Work to do: Pick out each line in the entries below that contains the word "outlet", and copy every such line verbatim.

Data shown:
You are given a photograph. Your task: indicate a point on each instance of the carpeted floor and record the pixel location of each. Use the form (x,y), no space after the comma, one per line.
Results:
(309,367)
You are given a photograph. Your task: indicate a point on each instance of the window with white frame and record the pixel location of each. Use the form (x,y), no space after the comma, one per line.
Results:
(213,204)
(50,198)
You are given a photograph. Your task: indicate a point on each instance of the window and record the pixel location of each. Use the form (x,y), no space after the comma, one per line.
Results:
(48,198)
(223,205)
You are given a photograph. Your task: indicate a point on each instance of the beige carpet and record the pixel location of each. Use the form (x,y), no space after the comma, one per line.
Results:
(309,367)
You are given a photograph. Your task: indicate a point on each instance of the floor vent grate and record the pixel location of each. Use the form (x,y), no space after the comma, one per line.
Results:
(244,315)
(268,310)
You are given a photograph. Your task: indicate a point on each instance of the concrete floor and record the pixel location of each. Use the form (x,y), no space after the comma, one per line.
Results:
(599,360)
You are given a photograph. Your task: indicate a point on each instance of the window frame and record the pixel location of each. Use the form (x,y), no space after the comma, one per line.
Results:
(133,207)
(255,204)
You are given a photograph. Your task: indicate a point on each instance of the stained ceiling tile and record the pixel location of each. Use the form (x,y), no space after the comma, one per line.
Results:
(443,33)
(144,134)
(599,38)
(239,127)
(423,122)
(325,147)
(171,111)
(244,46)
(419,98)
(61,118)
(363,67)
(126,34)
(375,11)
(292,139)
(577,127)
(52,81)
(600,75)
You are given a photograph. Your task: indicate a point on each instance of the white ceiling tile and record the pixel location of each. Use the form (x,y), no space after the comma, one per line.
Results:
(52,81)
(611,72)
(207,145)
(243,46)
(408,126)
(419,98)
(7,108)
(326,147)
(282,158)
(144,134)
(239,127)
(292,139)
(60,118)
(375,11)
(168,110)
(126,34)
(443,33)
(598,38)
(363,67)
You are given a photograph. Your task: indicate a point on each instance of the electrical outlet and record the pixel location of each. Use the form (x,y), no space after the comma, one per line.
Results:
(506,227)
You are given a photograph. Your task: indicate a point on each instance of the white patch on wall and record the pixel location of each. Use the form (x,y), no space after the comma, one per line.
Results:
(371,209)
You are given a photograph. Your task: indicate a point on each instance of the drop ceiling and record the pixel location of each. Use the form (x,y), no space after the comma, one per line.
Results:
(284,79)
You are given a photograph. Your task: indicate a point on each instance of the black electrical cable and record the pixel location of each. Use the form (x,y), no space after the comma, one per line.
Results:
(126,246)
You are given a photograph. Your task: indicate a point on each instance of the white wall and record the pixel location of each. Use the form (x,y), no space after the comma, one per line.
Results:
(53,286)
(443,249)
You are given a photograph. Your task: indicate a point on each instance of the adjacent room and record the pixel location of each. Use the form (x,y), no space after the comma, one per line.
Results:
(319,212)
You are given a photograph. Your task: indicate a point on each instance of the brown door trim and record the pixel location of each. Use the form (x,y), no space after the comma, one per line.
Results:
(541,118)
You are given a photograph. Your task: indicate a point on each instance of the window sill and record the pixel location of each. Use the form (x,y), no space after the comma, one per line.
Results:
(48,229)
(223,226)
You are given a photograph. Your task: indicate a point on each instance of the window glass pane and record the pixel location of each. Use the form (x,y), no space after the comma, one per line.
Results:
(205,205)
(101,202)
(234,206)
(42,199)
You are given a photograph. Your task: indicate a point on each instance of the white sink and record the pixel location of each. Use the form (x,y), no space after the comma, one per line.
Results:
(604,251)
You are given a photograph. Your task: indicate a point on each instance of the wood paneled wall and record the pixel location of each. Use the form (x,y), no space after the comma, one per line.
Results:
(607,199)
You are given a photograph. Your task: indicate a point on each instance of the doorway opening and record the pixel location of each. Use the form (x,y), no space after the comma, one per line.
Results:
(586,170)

--

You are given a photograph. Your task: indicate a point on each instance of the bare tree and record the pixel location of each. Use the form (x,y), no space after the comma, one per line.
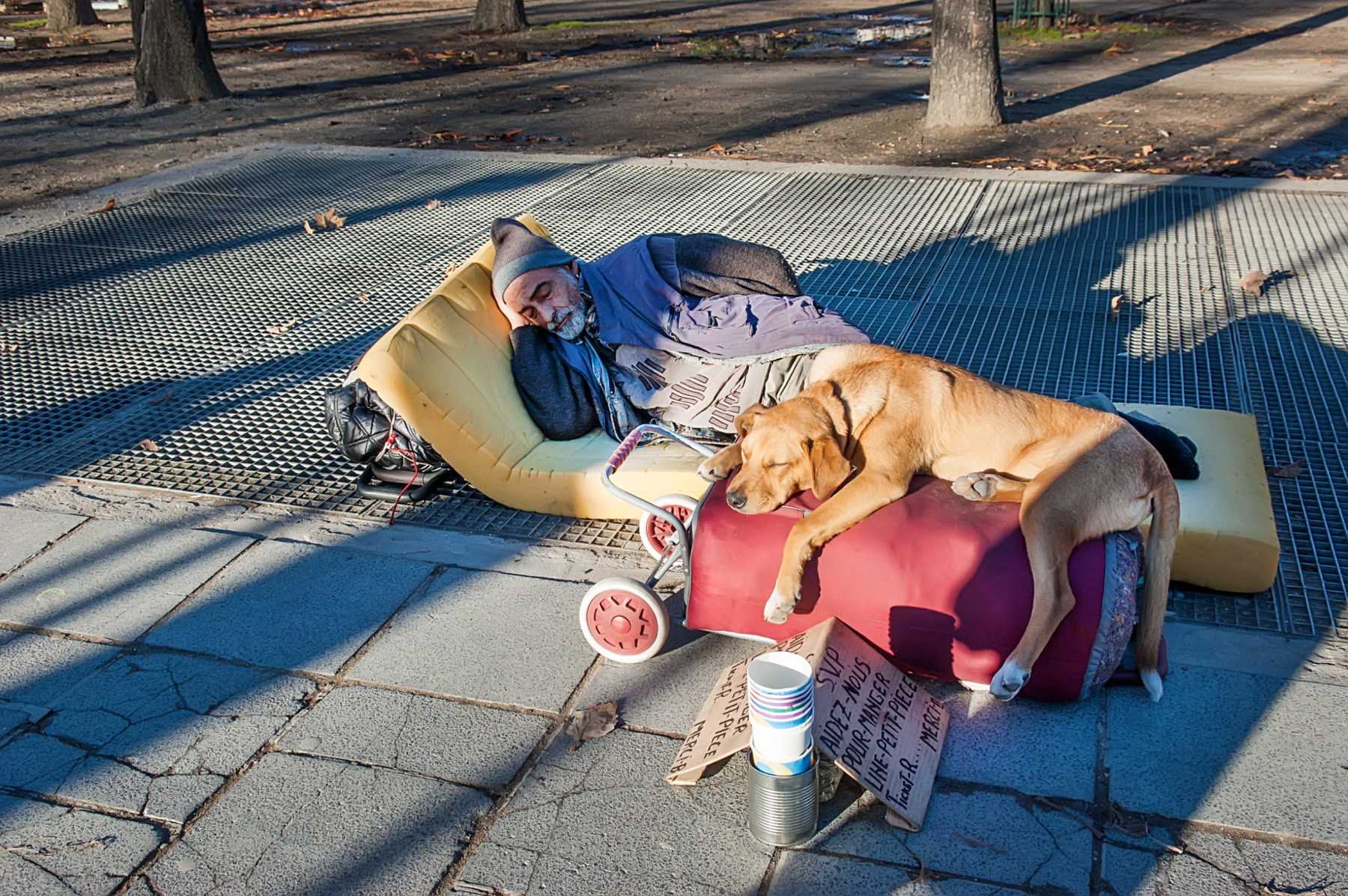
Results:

---

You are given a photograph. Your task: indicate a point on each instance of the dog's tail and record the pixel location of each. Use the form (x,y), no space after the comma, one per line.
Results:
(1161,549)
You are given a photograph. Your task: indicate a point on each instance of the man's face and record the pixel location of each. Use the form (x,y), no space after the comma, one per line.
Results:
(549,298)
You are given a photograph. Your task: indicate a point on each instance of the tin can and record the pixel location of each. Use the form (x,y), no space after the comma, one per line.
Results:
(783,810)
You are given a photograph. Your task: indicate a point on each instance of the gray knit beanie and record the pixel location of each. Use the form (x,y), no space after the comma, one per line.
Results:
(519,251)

Reply to the task:
You are given a photograph. Your task: indicate a point on each instance of the electrical outlet and record the pixel location of each. Use the form (x,y), no space after the comma, one per line.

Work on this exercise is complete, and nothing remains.